### [Your goal]
Return the entries in full, exactly as they were written.

------------------------------

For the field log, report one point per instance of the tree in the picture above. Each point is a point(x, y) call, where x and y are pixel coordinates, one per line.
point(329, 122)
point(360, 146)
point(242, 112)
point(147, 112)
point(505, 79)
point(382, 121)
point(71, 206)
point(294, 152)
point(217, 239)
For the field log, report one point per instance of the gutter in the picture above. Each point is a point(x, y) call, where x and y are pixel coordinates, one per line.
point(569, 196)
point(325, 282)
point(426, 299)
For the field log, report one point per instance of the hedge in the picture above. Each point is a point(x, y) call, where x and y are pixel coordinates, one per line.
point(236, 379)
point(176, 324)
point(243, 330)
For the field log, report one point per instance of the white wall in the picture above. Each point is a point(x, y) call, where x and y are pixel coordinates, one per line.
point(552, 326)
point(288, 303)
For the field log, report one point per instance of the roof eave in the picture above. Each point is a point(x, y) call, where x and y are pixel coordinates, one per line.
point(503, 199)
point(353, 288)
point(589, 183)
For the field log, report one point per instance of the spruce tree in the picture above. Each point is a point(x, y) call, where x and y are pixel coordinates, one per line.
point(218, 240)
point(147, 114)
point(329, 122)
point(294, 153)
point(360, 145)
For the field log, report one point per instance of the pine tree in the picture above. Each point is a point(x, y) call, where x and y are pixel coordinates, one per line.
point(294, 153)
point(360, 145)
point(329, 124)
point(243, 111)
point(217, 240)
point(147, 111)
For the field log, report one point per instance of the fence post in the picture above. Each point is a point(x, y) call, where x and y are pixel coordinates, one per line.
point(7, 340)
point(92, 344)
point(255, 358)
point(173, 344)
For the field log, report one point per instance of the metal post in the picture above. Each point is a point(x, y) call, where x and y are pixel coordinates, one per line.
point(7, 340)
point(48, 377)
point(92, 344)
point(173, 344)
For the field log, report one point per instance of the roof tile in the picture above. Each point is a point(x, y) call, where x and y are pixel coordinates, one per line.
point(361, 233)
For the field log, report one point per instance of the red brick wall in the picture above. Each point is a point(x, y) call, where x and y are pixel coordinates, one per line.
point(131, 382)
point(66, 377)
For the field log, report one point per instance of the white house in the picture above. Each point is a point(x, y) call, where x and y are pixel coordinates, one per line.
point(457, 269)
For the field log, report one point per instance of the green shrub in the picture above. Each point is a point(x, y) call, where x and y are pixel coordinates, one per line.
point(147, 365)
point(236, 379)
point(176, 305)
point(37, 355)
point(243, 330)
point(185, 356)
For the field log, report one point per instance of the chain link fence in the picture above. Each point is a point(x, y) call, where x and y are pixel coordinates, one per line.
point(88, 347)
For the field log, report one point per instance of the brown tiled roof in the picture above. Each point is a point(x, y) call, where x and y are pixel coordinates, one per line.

------------------------------

### [Response to this task]
For the field log, report one point per instance of the tree in the picture above. Each point is a point(x, y) call, where x and y are pixel coordinates, one per line.
point(329, 122)
point(360, 146)
point(242, 112)
point(147, 112)
point(505, 79)
point(382, 121)
point(71, 206)
point(294, 152)
point(217, 239)
For the field log, report one point per instance of the gutter in the picture above. Each point is a point(x, y) call, where x and y are pixel coordinates, one per line.
point(569, 196)
point(325, 282)
point(426, 299)
For the field log, report one point per instance of the hedge in the picture above. Each point is a point(x, y) call, where x and y are pixel coordinates, one per line.
point(236, 379)
point(176, 324)
point(243, 330)
For the field log, report one point per instance of the white wall in the picture above. Each point is a point(x, y) call, where x and y are pixel coordinates, one per line.
point(552, 326)
point(288, 303)
For the field log, report one point per instance of the roof eave in the picture above. Each point is a point(x, y) call, where x and y are pixel coordinates, one per line.
point(503, 199)
point(353, 288)
point(589, 183)
For the field log, report one point per instance of the spruce tree in the picture above. Each point is a point(x, y) call, where x and y are pixel coordinates, one per line.
point(218, 240)
point(147, 114)
point(329, 122)
point(294, 153)
point(360, 145)
For the field log, report one point per instance of the pine tree in the picture above. Each point is a point(x, y) call, where x and y are pixel coordinates, one per line.
point(294, 153)
point(360, 145)
point(329, 124)
point(243, 111)
point(217, 240)
point(147, 111)
For the field log, report one point per instance of the fence post in the picture above. Each point is a point(x, y) call, where x and y are pixel coordinates, one per line.
point(7, 340)
point(92, 344)
point(255, 358)
point(173, 344)
For the field log, report one point per instance of the metal post in the picture above. Each point is a point(x, y) call, where x and y are pixel coordinates, one per line.
point(7, 340)
point(48, 377)
point(92, 344)
point(173, 344)
For the field log, report one point per instance of the roof tile in the picture above. Each point is a point(x, y) call, where x and y are pixel coordinates, one per line.
point(361, 233)
For the field log, report one point per instance of the red brick wall in the picture above. Each point is a point(x, y) call, where x and y are pixel coordinates, one per line.
point(131, 382)
point(66, 377)
For the field log, report one point per instance of the white house in the picture above. Each point is a point(x, y) call, where x and y are pixel coordinates, one per line.
point(457, 269)
For the field log, report one point per instance of the green shrub in the picture above. Each point is a point(x, y) call, where x and y are pixel coordinates, one per line.
point(147, 365)
point(236, 379)
point(176, 305)
point(37, 355)
point(243, 330)
point(185, 356)
For the field log, report one point per instance of the chain link fence in the picture above. Each point is a point(x, y) call, where x and y are pixel coordinates, one per line.
point(88, 347)
For the field log, report one point per instance of the brown tiled roof in the picture above. Each point is a point(x, y) call, where x and y are pixel coordinates, one per line.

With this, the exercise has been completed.